-- TEXT EXCERPT follows --

Johann Buis

Veritas Corpus

Johann Buis

What did I learn? Truth in search of the body.  The body in search of truth.  I like to think that the three days of encounter in the theater department has raised my excitement about corpo-logical thinking.  The very act of being silent, as most of the assignments took place, gave enormous opportunity for intellectual processing.  Statuesque poses are not simply beautiful shapes of line, space, and representational form to the observer.  Instead, the tension of making the muscles do things outside our everyday repertoire of movement and gestures, has the enormous, hidden (and to me until now) intellectual activity.  The processing of thoughts while the body is in shapes other than its everyday use, is an intellectual exercise that leads to deep emotional response, to posing questions, to reflecting on the issues at hand.  When the exercise of unselfconscious release to commitment in the search of truth leads one, there is a discovery of the mind and the body which calls one to deeper and deeper reflection.  Talking about this point can never comprehend the depth of this experience, unless one has subjected the body to experience the commitment in the search of truth.

One is reminded to use the most basic function of existence; breathing.  The mind, despite the anxiety of one’s self-awareness in the workshop exercises drives one to adapt, adjust, trust, and allow the body to dictate the next move.  This relegation of authority from the mind to the body is a different way of thinking, of searching for truth!  For the first time I understood why dance therapy’s focus on authentic movement relegates expression to the body, when the mind drives in negative directions.

The body provides intellectual therapy.  A search for healing is not for correcting pathology only.  It can serve goals for the healthy mind, too: oppression, liberation, reconciliation, comfort, anger, and the wide range of the human emotions.  Little wonder that the ancient Greeks place the oppositional masks of laughter and crying as the extremes of this panoply of emotions.  This workshop brought me into direct conversation with my own emotional repertoire.

Rarely did I recognize the power of role reversal.  In the oppression exercise, I was reluctant to serve as an oppressor.  At the same time, the mental processing that I did in taking on the role of the oppressor, revealed something deeper about my own psyche!  I met the enemy, and the enemy was me!  Sincerity and pretense in the role of acting produced unexpected results: in pretense, the mind plumbs the depths of meaning in that moment of acting.

Our small attempts in the workshop were translated into viewing exceptional professional acting.  Going to two very different professional plays made our feeble attempts at play-making seem so relevant.  The high level of professional acting reaffirmed one’s admiration for the art form.  But this time, my observation was so much richer, thinking from the vantage points of the performer.

In closing, I should mention the spirit of collaboration, sensitivity, and mutual respect among the instructors showed a kind sincerity.  I wish that we can spread this theater workshop as a form of Faculty Development, to spread a sense of reversal thinking, substitutionary thinking, substitutionary positioning of the I and Thou among us as colleagues.

-- TEXT EXCERPT concluded --
-- DATA SUPPLIED follows --

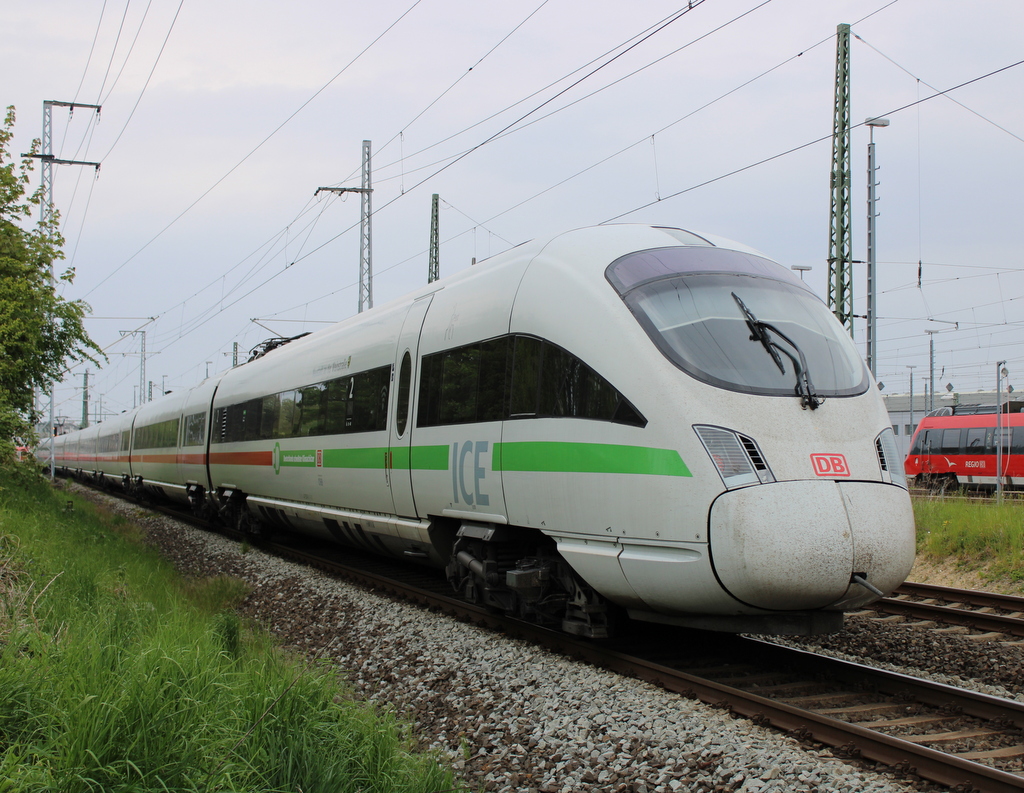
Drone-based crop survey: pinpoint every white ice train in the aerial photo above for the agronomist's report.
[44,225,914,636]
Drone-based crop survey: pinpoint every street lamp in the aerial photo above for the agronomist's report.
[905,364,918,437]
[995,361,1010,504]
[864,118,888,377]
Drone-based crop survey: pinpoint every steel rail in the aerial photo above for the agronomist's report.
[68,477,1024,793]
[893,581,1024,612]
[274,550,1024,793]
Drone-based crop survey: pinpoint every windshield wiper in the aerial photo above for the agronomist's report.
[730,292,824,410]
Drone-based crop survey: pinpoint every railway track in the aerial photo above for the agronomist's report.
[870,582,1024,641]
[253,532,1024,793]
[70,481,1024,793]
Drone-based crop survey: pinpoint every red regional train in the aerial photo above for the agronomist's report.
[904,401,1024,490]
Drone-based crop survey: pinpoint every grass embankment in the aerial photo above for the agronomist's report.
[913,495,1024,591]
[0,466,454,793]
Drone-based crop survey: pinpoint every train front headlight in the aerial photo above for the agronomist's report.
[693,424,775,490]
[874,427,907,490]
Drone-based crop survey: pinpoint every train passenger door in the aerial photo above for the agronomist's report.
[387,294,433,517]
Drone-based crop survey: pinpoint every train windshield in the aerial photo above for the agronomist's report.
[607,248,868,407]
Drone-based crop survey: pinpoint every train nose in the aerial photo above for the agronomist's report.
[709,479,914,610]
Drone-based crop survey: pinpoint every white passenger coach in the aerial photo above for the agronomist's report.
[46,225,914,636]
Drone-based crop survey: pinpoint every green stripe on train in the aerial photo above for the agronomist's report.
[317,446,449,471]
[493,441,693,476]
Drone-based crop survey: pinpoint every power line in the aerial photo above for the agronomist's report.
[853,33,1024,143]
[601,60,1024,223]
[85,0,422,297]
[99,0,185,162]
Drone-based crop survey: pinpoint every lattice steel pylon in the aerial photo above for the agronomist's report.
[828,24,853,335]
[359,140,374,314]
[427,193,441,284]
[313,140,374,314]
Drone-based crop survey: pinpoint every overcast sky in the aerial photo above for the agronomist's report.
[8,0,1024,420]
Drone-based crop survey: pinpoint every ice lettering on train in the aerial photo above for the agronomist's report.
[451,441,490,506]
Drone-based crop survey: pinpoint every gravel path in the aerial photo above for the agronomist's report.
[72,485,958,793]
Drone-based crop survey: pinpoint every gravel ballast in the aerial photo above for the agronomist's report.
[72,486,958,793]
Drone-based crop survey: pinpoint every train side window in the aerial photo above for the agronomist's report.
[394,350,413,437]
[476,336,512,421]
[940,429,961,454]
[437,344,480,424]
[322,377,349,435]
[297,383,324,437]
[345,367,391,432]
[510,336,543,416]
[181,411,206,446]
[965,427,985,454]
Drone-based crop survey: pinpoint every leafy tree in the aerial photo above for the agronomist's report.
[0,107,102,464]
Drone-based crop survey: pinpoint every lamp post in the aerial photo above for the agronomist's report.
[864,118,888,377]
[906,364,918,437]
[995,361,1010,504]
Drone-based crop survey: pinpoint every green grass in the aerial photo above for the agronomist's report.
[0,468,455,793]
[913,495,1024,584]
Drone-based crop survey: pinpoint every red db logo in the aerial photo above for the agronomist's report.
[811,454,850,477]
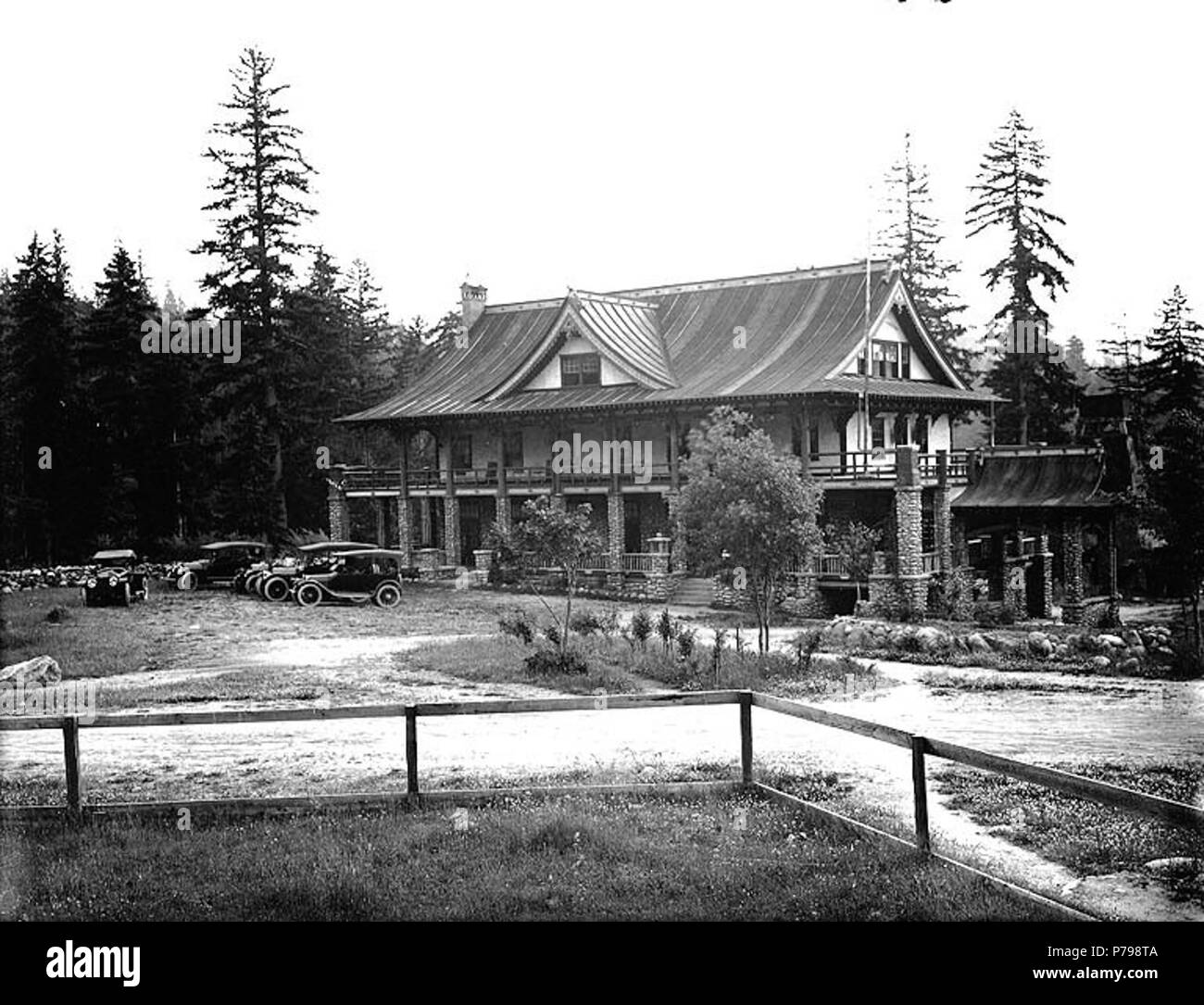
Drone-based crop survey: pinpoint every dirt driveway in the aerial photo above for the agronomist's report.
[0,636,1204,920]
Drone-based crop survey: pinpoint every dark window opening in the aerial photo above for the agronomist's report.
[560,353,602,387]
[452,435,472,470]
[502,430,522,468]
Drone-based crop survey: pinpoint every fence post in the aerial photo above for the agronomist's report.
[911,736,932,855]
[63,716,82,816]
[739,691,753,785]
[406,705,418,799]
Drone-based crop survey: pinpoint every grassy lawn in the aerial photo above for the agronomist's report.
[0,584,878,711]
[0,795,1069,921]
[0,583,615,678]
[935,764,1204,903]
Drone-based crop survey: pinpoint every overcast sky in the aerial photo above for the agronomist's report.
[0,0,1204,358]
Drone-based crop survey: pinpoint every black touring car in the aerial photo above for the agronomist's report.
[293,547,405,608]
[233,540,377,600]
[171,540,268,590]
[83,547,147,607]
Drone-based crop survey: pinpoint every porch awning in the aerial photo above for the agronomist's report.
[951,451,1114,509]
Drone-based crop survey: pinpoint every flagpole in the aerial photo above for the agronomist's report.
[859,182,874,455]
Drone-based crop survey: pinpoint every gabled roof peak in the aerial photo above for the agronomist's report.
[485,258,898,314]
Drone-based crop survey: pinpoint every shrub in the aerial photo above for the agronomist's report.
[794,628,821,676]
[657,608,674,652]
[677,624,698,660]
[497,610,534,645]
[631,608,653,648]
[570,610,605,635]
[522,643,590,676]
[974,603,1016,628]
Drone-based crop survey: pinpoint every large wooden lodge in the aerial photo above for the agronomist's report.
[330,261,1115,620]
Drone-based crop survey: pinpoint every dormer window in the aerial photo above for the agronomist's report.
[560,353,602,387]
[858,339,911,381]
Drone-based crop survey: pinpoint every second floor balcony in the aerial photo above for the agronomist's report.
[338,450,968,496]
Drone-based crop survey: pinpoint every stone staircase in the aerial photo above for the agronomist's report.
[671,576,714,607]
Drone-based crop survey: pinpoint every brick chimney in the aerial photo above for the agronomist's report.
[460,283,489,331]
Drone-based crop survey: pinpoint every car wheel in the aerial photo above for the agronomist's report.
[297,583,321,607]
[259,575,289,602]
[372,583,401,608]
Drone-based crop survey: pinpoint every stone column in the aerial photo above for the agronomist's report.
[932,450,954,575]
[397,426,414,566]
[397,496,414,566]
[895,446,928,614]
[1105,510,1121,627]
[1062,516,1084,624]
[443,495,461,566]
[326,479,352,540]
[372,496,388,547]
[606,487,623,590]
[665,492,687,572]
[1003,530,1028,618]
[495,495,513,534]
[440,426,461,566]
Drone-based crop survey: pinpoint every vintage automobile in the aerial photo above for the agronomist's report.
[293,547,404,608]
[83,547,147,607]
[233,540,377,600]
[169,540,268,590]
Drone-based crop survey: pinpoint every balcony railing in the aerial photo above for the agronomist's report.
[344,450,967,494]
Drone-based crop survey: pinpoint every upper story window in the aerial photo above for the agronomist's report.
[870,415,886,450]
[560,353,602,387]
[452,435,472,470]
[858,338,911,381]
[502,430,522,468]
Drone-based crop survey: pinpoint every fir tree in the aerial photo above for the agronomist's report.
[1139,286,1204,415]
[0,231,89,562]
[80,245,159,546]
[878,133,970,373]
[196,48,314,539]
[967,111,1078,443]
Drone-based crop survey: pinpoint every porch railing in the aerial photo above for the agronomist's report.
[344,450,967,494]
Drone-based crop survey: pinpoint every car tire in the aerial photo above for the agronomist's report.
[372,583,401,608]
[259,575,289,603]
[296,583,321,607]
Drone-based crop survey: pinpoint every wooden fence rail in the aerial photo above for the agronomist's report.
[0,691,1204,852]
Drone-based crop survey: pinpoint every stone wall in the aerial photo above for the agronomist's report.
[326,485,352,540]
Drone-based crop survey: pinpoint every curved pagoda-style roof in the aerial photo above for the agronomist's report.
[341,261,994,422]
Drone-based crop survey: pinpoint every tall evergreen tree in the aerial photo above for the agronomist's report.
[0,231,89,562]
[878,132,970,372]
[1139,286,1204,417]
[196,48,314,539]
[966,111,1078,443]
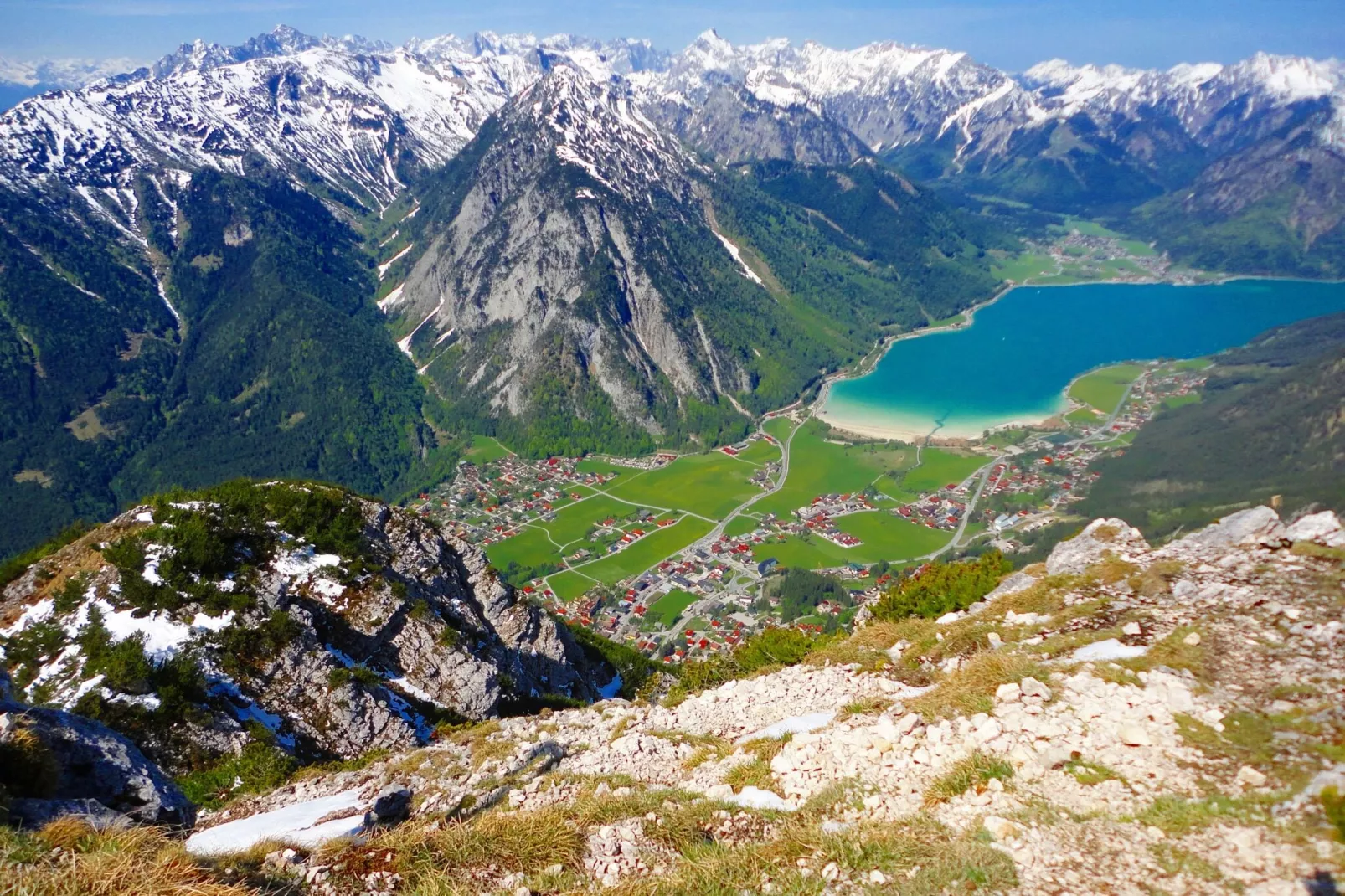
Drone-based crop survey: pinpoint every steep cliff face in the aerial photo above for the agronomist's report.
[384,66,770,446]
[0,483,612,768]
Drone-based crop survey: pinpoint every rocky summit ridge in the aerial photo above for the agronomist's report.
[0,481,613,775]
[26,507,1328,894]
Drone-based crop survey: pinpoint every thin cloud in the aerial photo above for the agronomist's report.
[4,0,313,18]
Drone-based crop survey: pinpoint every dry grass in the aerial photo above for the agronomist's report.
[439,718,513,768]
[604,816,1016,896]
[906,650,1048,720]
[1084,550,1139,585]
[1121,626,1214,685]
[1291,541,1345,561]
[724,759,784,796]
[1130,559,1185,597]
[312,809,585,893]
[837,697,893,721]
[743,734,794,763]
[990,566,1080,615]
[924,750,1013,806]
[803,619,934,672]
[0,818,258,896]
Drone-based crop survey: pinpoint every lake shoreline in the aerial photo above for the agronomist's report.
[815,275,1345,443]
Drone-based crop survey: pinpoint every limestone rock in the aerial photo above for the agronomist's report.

-- DATA SUPPLIED concluded --

According to the theater workshop essay, how many days did the encounter in the theater department last? The entries have nothing to do with the theater workshop essay and stand on their own.

Three days.